### YOUR TASK
Read the text on checking the optic nerve and macula, and say whether each statement agrees with it. Answer yes or no, and quote the text's deciding words. 1. For the Watzke-Allen test, a narrow slit-lamp beam is placed over the fovea. 2. A vertical C/D ratio of 0.6 rules out early glaucoma. 3. The beam should be shown only horizontally.

### TEXT FOR ANALYSIS
[Start of section]
When evaluating the optic nerve and/or performing fundus biomicroscopy, the C/D ratio is important because it provides indirect information about the neuroretinal rim tissue (figure 4).

To better define your neuroretinal rim tissue estimation, record the horizontal C/D ratio. Additionally, when recording the vertical C/D ratio, include the superior and inferior rim measurements.

A patient with early glaucoma can exhibit a vertical C/D ratio of 0.6, which––at first blush––does not sound glaucomatous. However, a superior neuroretinal rim tissue width of 0.3 and an inferior neuroretinal rim tissue width of 0.1 would be highly suspicious for early glaucomatous damage due to the asymmetry.

5. Master the Macula
For practitioners who do not have immediate access to an optical coherence tomography device, a Watzke-Allen test is helpful in differentiating macular holes from pseudoholes (figure 5).

5. Potential patient responses when performing the Watzke-Allen test.
For this test, you place a narrow slit-lamp beam over the fovea, then ask the patient to look directly into the center of the beam and describe its overall appearance.

If the patient says that the beam looks unbroken and completely rectangular, the macula is most likely intact.

If, however, he or she reports that the beam appears narrow or distorted in the center, this could indicate a partial-thickness (lamellar) hole.

Finally, if the patient says the beam as looks broken in the center, he or she may have a full-thickness hole.

Vision usually is significantly compromised at this point, and the patient may further describe missing areas of text when reading.

To perform the test accurately, it is helpful to present the beam both horizontally and vertically. More effective patient responses are elicited when the individual is given visual examples to choose from.

If the macula of the opposite eye appears generally healthy, performing the Watzke-Allen test in that eye may provide the patient with a point of comparison.
[End of section]
### SUPPLIED INFORMATION
[Start of section]
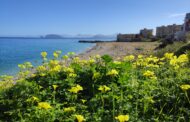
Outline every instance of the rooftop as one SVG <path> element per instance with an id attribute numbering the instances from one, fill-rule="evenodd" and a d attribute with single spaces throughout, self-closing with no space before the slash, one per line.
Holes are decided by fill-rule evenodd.
<path id="1" fill-rule="evenodd" d="M 185 18 L 190 19 L 190 13 L 187 13 Z"/>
[End of section]
### RESPONSE TO THE TASK
1. Yes: "you place a narrow slit-lamp beam over the fovea"
2. No: "A patient with early glaucoma can exhibit a vertical C/D ratio of 0.6"
3. No: "it is helpful to present the beam both horizontally and vertically"